- ACTIVITY: Nothing in the records may be altered. Repeat them in full.

(Natural language region descriptions)
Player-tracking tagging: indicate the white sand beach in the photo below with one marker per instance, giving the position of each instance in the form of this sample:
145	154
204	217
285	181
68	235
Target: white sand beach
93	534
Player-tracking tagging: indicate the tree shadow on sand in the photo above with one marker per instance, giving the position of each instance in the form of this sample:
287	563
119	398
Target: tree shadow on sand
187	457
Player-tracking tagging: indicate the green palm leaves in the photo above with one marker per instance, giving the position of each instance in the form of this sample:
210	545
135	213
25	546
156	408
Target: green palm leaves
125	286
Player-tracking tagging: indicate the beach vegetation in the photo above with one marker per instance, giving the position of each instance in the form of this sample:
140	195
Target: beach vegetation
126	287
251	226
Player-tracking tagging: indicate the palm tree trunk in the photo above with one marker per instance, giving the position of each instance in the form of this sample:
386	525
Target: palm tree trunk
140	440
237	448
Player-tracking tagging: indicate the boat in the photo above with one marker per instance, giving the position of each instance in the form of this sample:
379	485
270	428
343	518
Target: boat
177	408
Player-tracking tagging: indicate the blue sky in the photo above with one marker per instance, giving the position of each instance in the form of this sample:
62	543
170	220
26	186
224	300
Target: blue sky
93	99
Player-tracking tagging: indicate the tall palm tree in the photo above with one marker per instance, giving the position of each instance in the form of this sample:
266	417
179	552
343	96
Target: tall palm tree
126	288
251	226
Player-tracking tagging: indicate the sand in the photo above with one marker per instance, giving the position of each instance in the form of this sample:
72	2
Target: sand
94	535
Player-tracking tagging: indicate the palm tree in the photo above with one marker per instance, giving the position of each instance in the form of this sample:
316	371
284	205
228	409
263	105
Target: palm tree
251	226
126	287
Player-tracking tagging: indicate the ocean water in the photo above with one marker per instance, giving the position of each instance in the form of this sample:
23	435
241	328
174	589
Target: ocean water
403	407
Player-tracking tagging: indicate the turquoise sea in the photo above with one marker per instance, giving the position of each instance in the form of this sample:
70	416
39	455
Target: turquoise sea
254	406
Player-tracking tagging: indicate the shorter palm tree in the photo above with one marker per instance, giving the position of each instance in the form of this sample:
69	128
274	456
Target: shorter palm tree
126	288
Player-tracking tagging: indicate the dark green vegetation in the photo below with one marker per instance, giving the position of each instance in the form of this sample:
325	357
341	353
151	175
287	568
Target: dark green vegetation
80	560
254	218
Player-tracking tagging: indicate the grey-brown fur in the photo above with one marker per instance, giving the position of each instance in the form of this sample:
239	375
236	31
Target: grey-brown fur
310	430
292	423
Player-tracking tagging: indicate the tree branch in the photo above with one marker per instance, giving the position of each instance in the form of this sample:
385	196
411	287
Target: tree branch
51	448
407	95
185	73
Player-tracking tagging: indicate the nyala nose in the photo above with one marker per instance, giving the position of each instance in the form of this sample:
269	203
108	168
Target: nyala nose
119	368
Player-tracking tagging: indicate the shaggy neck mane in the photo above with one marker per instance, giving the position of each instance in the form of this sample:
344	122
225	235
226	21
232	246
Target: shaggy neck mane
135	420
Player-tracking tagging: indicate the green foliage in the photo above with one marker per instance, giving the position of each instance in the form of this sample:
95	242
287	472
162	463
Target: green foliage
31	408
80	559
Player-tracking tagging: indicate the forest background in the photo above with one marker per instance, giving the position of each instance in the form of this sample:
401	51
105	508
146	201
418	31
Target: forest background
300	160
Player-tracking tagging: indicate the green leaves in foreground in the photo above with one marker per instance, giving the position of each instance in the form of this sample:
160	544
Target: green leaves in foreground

- ANSWER AREA:
Player-tracking tagging: indicate the white sand beach in the photo below with one marker per instance, giving the position of each instance in the form of this sample:
145	154
204	217
285	181
68	235
Target: white sand beach
93	534
Player-tracking tagging: indicate the tree shadow on sand in the photo above with one marker per instance, giving the position of each instance in the form of this sample:
287	563
119	398
Target: tree shadow on sand
187	457
Player-tracking tagging: indicate the green palm leaves in the photo above with one marker per instance, giving the position of each instance in the form of this sample:
210	545
135	213
25	546
156	408
Target: green palm leaves
125	286
Player-tracking tagging: indicate the beach vegetation in the photo above with one marker per instance, giving the position of each instance in the form of this sample:
140	195
Target: beach vegetation
126	287
251	226
Player-tracking tagging: indicate the palm tree trunk in the photo above with one marker per instance, giving the position of each instance in the form of this sample:
386	525
Target: palm tree trunk
140	440
237	448
Player-tracking tagging: indicate the boat in the photo above with one marker per instance, giving the position of each instance in the form of this sample:
379	485
270	428
343	518
Target: boat
177	408
Player-tracking tagging: indicate the blue sky in the photo above with one marker per instance, giving the position of each instance in the form of this sample:
62	543
170	220
26	186
224	300
Target: blue sky
93	99
Player-tracking tagging: indicate the tall palm tree in the photo above with one marker per instance, giving the position of each instance in the form of this sample:
266	417
179	552
343	96
Target: tall palm tree
126	288
251	226
Player-tracking tagging: indicate the sand in the photo above with one marker per instance, giving the position of each instance in the form of this sample:
72	2
Target: sand
94	535
Player-tracking tagging: indicate the palm tree in the photo above with one marker per instance, giving the position of each instance in the form of this sample:
316	371
284	205
228	409
263	105
Target: palm tree
251	226
126	287
Player-tracking tagging: indicate the ocean water in the photo above with one marker per instance, giving the position of each instance in the form of this sample:
23	435
241	328
174	589
Target: ocean water
403	407
Player-tracking tagging: indicate the turquoise sea in the photo above with one marker per instance, giving the position of each instance in the form of this sample:
70	416
39	455
Target: turquoise sea
254	406
Player-tracking tagging: indicate the shorter palm tree in the photo above with one marker per instance, giving the position of each instance in the form of this sample:
69	128
274	456
Target: shorter palm tree
126	288
Player-tracking tagging: indicate the dark green vegetation in the photo below with one marker per instance, giving the position of each instance in the form of this sample:
325	357
341	353
151	175
287	568
Target: dark green vegetation
80	560
254	218
Player-tracking tagging: indicate the grey-brown fur in the photo above with one marker per instance, giving the position of each instance in the form of this sample:
239	375
236	31
Target: grey-brown fur
310	430
292	423
Player-tracking tagging: indicate the tree branch in the photo above with one marker per instance, giving the position of each instance in the form of this sample:
385	196
411	287
Target: tree branch
51	448
407	95
185	73
Player-tracking tagging: indicate the nyala nose in the photo above with one marker per instance, giving the position of each instance in the form of this sample:
269	203
108	168
Target: nyala nose
119	368
Player-tracking tagging: indicate the shaggy neck mane in the photo above with one marker per instance, giving the position of each instance in the form of this sample:
344	122
225	235
226	21
232	246
Target: shaggy neck mane
135	420
Player-tracking tagging: indicate the green foliage in the photo above with one marker per instance, giving the position of each instance in the form of this sample:
95	242
287	472
162	463
Target: green foliage
31	408
80	559
Player-tracking tagging: indicate the forest background in the photo above with one marker per instance, giving the position of each instance in the form of this sample:
401	51
105	508
146	201
418	31
Target: forest background
300	160
Player-tracking tagging: indicate the green leaves in foreground in the photo above with one marker per instance, giving the position of each instance in the form of this sample:
160	544
Target: green leaves in foreground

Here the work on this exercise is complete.